Selected passage —

Showing 54 of 54 comments.
Thanks, LavenderSage. Agreed.
Hi Daniel, thanks for sharing that powerful, beautiful story. Oh, how I wish every young person could hear and receive that message. Let’s keep spreading it!
Hi Julie, good reminder that we can’t assume that everybody has the same experiences. In fact, they’re all different! That’s what makes life so challenging—and so interesting. I’m so sad to hear about how misguided therapy alienated you from your family members. I hope you’re able to get your family back. Hang in there!
Yes, no wonder Rebecka didn’t feel herself—and that we didn’t recognize her!
I’m not sure how common it is for someone so young to be on multiple psychotropics, but it certainly happens—even in much younger children. Here is a study from 2010 on the matter: https://www.ncbi.nlm.nih.gov/pmc/articles/PMC2952543/
The conclusion: “Although little is known about the safety and efficacy of regimens that involve concomitant use of two or more psychotropic agents for children and adolescents, multi-class psychotropic pharmacy is becoming increasingly common in outpatient practice.”

Raw data —
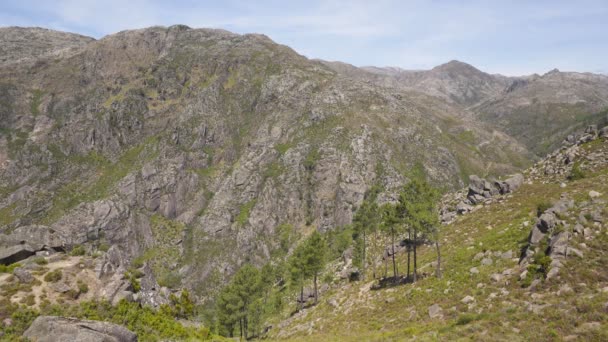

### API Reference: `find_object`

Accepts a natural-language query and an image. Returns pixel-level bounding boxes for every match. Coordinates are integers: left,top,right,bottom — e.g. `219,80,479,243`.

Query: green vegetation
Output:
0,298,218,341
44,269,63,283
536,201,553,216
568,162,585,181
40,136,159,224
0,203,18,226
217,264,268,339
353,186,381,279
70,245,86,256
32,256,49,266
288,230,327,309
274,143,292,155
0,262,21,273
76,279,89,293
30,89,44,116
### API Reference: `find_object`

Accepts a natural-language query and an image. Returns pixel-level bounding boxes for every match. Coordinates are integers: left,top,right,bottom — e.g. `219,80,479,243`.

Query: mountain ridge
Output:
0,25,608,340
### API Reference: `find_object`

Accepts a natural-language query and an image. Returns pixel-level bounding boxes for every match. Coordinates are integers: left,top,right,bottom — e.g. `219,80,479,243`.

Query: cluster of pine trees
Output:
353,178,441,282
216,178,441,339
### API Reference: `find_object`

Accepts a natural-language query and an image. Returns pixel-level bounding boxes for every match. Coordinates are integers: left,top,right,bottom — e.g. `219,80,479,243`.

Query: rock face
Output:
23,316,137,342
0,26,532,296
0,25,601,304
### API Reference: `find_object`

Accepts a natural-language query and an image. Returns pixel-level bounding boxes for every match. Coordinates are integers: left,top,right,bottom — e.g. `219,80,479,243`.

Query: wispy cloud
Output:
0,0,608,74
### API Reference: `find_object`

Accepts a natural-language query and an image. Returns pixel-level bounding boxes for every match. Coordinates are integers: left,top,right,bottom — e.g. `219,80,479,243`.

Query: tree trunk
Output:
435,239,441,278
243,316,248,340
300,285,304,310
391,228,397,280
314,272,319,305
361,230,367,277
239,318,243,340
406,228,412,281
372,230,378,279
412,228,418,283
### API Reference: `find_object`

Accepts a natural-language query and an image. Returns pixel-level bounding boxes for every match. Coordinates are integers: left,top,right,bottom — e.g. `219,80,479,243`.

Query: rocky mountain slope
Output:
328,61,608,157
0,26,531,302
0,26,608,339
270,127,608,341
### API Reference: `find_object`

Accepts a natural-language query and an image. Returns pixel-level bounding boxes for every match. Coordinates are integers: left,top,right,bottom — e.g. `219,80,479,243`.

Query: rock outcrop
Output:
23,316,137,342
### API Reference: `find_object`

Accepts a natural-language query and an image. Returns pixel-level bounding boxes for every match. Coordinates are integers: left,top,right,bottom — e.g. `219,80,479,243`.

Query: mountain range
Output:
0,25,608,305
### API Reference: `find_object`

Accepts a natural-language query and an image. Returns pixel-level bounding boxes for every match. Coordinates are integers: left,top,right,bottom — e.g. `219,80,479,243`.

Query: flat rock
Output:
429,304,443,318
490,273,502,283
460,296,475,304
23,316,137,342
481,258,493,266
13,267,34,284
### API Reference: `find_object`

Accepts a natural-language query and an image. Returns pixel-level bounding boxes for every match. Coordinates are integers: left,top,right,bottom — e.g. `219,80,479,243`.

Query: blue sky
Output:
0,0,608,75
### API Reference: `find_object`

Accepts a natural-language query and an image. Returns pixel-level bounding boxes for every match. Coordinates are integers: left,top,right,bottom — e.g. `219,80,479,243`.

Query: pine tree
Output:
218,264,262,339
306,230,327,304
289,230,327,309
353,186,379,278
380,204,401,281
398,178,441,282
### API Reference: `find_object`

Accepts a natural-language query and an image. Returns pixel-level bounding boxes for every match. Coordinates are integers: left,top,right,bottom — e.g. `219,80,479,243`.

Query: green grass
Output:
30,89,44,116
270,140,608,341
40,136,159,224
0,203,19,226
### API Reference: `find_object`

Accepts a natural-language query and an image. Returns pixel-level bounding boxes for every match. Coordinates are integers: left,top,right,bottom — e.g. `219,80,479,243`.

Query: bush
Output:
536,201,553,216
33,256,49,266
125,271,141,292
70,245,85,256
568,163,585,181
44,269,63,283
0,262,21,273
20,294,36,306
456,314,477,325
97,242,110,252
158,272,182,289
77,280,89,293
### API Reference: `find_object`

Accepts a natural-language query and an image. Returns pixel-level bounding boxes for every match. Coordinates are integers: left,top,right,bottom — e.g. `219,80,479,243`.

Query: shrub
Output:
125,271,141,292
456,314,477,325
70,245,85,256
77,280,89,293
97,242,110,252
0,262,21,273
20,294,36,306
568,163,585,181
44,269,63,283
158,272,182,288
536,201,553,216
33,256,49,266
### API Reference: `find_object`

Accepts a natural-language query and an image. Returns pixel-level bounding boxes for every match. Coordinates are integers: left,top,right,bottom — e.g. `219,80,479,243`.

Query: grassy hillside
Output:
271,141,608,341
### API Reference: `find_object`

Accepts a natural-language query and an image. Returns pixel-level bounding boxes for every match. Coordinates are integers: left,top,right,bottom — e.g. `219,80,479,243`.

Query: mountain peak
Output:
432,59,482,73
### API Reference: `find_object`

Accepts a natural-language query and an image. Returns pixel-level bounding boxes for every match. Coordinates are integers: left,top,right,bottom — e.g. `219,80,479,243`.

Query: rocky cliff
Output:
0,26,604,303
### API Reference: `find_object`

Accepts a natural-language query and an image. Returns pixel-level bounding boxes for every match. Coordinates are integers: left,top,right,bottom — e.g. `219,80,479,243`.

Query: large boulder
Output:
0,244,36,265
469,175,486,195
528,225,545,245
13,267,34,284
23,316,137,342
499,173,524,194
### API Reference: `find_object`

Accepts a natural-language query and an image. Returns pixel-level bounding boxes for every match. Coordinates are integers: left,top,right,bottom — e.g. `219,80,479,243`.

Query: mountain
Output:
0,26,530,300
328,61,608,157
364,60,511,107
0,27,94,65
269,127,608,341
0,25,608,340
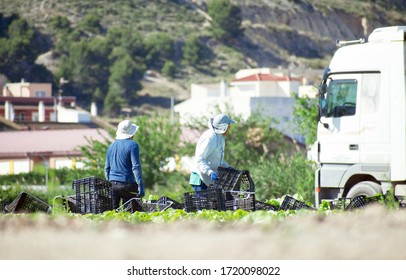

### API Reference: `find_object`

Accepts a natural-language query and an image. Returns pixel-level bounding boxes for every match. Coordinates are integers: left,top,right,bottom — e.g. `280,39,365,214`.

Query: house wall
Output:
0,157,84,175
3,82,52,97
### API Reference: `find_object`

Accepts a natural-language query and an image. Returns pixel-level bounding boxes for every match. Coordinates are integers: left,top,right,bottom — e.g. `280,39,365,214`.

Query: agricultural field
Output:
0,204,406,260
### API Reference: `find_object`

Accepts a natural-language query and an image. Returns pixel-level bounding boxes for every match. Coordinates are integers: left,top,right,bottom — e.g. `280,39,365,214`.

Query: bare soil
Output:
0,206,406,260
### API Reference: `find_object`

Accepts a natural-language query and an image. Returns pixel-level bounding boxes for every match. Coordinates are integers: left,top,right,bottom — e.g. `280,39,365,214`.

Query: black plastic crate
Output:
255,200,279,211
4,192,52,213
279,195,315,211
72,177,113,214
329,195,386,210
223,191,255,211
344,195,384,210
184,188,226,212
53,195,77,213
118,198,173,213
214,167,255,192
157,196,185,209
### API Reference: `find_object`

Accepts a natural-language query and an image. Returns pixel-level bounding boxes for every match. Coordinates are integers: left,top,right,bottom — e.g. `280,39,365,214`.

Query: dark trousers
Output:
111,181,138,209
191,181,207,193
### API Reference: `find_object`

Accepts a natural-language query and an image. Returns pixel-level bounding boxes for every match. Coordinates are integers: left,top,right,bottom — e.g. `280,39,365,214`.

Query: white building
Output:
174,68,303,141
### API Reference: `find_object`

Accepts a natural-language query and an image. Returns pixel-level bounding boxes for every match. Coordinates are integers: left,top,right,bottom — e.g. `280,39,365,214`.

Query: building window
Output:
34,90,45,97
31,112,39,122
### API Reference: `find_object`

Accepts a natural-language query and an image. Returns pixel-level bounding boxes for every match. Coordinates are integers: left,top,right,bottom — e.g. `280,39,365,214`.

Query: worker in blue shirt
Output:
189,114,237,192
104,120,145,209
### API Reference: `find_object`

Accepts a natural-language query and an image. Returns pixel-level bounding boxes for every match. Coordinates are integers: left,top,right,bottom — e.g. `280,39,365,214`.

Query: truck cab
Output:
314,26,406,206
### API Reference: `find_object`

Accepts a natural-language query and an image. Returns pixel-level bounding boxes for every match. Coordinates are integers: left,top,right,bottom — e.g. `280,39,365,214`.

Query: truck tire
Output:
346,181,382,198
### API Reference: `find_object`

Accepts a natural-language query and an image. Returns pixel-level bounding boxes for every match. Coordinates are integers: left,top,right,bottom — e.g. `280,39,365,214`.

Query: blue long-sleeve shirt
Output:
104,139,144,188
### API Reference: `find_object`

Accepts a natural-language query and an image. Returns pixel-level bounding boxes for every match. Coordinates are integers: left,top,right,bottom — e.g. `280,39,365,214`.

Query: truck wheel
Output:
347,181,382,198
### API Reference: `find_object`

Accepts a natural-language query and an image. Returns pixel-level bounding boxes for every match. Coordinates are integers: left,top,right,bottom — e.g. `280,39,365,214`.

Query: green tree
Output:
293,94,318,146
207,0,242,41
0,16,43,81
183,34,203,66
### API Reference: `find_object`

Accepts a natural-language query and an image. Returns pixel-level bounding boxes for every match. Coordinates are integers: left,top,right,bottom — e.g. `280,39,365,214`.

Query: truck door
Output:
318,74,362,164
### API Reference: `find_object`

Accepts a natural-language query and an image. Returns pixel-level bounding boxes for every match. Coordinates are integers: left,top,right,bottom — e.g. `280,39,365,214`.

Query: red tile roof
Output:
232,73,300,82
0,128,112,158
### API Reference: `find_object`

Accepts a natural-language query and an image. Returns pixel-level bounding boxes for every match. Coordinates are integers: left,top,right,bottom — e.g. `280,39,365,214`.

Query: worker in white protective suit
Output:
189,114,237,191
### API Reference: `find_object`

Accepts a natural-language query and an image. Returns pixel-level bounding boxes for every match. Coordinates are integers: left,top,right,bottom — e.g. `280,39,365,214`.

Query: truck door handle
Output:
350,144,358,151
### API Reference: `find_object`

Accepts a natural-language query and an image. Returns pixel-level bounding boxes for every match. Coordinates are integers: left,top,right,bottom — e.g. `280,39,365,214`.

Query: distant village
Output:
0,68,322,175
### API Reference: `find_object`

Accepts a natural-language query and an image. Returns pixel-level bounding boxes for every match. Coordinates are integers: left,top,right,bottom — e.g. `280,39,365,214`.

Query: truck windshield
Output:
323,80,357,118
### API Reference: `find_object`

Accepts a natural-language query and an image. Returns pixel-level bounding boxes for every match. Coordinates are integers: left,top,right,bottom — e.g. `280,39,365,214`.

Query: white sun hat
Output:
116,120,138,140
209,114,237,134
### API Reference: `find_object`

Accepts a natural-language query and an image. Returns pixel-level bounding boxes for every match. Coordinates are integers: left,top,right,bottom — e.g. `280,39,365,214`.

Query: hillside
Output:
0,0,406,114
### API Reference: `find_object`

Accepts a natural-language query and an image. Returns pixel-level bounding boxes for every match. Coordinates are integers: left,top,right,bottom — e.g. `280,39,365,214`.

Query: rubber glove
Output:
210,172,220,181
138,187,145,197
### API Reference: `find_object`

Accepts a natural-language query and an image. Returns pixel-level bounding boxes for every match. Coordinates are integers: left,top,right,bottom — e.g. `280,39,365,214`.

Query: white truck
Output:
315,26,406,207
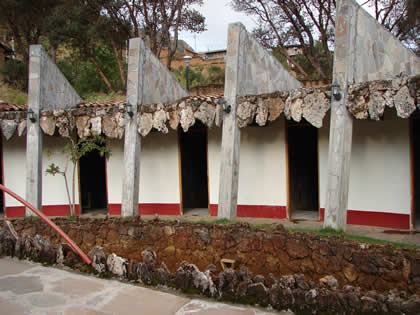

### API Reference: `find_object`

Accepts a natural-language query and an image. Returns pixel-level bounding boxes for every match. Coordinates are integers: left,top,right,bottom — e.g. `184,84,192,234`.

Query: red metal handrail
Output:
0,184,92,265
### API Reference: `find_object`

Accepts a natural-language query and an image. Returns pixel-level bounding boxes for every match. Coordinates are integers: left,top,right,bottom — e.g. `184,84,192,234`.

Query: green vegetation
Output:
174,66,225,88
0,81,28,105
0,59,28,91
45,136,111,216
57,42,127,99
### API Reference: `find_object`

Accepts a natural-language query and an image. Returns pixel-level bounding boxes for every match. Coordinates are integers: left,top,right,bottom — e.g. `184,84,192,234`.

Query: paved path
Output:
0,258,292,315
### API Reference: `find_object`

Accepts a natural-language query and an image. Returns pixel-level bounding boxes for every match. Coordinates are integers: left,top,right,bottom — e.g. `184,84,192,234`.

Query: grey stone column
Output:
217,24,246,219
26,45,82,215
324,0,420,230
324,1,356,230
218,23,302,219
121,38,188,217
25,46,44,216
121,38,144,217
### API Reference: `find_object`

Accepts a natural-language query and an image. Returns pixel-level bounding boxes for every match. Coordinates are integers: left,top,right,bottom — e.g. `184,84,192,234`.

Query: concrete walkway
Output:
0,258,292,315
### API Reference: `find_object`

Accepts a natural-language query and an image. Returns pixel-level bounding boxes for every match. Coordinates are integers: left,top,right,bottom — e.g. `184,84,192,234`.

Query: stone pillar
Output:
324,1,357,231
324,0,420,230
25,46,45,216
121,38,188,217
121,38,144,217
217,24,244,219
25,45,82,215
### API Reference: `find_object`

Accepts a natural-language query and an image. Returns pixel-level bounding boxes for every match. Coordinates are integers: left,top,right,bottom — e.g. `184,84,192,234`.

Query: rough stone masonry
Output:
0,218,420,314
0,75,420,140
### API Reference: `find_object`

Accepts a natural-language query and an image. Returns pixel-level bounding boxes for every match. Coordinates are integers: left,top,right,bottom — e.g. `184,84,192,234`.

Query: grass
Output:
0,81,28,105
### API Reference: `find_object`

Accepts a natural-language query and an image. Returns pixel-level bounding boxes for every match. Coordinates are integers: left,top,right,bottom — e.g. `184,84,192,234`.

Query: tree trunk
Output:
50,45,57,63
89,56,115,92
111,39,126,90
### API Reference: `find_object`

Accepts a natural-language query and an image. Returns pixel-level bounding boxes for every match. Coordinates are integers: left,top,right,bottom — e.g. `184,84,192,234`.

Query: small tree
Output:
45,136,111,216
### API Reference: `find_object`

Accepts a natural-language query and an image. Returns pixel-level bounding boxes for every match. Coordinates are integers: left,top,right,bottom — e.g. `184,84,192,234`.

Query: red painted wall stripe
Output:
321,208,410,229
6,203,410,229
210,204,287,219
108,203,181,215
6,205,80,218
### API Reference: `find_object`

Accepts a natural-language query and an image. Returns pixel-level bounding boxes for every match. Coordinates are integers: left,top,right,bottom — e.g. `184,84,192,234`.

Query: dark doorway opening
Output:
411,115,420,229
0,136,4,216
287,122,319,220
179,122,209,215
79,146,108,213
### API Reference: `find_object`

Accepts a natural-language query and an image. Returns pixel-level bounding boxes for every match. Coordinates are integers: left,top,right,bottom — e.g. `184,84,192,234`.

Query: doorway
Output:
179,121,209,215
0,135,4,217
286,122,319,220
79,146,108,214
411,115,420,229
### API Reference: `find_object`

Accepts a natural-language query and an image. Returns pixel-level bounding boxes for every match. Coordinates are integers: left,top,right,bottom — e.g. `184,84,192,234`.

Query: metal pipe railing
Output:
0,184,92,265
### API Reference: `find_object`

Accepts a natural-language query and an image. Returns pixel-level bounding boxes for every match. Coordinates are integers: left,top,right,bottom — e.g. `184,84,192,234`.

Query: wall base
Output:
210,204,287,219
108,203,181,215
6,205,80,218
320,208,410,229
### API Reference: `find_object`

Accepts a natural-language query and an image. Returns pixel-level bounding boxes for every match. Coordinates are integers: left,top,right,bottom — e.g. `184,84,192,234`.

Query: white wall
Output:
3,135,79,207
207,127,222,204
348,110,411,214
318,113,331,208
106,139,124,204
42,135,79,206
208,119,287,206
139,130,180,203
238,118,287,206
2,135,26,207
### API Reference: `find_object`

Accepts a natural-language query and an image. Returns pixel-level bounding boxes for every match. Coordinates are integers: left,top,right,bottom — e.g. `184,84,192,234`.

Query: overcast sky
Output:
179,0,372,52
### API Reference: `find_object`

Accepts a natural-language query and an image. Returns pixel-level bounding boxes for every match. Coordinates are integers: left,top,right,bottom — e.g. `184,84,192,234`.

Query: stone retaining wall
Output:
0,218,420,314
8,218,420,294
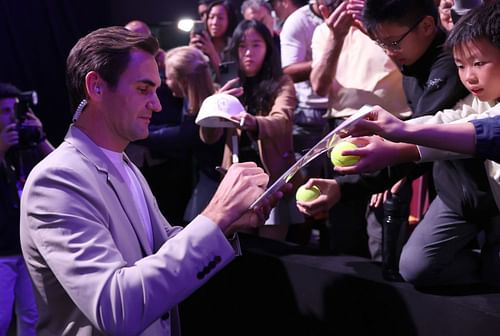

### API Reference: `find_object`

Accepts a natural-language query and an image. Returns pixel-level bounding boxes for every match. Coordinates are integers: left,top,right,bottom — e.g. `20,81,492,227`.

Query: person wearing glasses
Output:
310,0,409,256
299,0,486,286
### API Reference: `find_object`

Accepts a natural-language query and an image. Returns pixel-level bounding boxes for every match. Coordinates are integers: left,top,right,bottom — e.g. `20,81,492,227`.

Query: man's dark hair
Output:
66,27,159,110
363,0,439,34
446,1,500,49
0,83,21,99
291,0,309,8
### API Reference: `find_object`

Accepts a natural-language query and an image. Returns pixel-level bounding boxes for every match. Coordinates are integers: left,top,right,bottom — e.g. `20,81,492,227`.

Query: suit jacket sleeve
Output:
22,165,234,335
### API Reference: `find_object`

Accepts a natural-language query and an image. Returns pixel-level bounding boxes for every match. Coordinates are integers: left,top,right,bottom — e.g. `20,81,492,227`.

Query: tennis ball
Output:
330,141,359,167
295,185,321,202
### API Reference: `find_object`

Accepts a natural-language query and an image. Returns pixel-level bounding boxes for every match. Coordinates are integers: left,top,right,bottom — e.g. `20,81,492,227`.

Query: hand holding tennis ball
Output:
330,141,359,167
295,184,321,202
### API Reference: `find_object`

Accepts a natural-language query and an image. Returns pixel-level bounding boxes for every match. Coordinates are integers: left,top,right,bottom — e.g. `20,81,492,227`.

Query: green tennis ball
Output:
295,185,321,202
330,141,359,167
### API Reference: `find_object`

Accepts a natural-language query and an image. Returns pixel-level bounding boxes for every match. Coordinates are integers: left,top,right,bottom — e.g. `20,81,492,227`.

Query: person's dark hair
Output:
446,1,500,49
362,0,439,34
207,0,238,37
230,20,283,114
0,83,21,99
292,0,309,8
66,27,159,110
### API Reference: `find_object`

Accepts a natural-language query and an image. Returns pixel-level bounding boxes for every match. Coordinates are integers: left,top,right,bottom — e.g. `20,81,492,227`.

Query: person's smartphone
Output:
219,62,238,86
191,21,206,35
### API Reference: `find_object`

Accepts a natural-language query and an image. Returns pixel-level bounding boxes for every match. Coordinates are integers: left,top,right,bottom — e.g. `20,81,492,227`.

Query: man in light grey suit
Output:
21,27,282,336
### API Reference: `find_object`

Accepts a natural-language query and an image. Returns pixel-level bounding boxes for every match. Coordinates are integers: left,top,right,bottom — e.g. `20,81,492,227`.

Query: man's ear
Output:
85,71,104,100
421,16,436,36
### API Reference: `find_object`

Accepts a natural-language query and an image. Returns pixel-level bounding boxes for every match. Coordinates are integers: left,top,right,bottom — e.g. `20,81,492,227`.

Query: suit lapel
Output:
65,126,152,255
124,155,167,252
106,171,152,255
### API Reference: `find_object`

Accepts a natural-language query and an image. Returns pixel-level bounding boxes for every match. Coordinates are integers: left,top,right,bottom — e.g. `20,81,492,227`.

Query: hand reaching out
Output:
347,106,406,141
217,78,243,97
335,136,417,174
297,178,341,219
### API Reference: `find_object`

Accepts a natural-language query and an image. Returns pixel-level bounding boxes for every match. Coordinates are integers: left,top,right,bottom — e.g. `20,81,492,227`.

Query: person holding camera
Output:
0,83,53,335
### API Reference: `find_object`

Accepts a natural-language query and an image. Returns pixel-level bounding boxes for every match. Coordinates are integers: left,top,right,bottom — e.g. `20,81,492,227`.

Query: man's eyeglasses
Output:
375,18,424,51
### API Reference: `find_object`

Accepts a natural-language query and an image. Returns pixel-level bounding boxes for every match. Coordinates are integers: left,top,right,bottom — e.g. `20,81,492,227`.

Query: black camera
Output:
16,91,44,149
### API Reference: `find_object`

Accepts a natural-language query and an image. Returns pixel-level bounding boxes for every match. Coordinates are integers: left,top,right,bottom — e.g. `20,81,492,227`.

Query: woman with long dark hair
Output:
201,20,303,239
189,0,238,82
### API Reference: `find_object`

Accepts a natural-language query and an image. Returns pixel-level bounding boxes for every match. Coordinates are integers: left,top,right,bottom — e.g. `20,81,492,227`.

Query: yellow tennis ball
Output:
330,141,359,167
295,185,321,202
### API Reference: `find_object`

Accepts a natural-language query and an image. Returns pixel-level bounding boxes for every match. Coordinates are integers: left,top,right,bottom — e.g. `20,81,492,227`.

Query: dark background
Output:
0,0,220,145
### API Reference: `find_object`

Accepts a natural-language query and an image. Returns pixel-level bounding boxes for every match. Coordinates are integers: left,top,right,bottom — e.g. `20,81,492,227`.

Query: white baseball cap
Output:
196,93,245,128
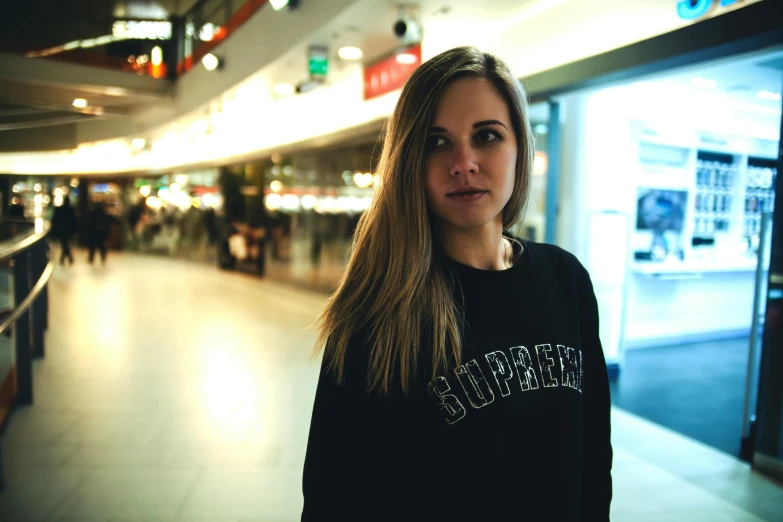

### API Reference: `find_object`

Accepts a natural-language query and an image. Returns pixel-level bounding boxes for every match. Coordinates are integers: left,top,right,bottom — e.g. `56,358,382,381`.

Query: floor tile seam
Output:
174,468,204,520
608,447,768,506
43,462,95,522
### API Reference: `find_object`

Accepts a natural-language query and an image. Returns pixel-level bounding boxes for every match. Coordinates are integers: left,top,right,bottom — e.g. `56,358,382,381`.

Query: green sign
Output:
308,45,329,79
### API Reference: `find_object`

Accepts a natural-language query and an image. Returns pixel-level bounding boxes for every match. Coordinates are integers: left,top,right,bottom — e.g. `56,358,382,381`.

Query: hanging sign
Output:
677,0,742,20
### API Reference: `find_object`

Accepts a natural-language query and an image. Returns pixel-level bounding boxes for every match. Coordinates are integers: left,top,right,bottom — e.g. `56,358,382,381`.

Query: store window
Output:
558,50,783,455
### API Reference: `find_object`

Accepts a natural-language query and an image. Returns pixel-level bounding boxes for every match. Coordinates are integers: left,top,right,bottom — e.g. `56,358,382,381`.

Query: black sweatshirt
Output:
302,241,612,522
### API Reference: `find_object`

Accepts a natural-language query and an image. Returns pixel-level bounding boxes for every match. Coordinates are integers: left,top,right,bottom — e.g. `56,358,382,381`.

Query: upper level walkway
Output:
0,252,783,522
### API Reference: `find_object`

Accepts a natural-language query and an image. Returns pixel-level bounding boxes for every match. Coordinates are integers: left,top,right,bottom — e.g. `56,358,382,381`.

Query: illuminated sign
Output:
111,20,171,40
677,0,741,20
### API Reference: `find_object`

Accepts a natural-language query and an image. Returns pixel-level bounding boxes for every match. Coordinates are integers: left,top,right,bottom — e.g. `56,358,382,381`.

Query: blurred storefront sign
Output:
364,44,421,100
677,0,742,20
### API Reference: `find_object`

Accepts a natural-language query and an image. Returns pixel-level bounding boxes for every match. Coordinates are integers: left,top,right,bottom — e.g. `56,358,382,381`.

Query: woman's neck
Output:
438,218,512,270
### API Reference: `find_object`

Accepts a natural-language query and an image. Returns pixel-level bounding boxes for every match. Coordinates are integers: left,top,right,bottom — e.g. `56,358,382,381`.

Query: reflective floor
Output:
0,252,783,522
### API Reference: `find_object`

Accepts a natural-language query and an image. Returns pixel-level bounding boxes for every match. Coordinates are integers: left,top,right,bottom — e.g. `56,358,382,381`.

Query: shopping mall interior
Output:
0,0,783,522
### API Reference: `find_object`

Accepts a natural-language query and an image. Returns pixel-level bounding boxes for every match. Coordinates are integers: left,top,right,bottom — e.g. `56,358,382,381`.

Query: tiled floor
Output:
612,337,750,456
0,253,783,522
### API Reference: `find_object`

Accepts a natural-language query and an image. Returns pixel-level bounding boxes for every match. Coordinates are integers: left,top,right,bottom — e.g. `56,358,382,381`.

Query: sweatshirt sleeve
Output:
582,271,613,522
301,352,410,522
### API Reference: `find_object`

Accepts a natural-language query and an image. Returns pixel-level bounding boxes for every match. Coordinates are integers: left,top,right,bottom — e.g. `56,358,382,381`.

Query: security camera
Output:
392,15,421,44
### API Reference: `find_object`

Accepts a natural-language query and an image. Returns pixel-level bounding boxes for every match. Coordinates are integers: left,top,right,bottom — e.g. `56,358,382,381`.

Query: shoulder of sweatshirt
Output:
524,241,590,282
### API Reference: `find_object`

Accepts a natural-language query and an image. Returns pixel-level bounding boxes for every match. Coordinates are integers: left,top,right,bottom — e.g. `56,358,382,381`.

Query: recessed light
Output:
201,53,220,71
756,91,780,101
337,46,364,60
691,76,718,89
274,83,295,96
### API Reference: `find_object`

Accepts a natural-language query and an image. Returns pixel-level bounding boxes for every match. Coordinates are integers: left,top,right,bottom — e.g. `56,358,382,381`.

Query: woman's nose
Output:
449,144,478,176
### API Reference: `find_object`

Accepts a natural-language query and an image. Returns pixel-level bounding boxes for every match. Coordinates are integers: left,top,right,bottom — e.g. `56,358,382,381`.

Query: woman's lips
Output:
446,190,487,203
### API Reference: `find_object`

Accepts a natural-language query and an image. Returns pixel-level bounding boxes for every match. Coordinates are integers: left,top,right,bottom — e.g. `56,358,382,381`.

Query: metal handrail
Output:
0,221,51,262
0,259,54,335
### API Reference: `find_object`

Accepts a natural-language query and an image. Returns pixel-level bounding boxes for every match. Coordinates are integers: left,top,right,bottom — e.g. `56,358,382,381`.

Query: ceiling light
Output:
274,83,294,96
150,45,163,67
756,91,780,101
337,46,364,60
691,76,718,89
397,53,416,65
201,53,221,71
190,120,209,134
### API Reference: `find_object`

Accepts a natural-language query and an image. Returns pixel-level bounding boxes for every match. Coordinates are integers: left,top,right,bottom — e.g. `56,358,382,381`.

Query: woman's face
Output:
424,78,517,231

Exercise instructions — In the comment thread, the reply to Julie calls life both challenging and interesting. What reason does it give?

Reply to the exercise — The reply says that everybody's experiences are different. This is also why it warns against assuming that everybody has the same experiences.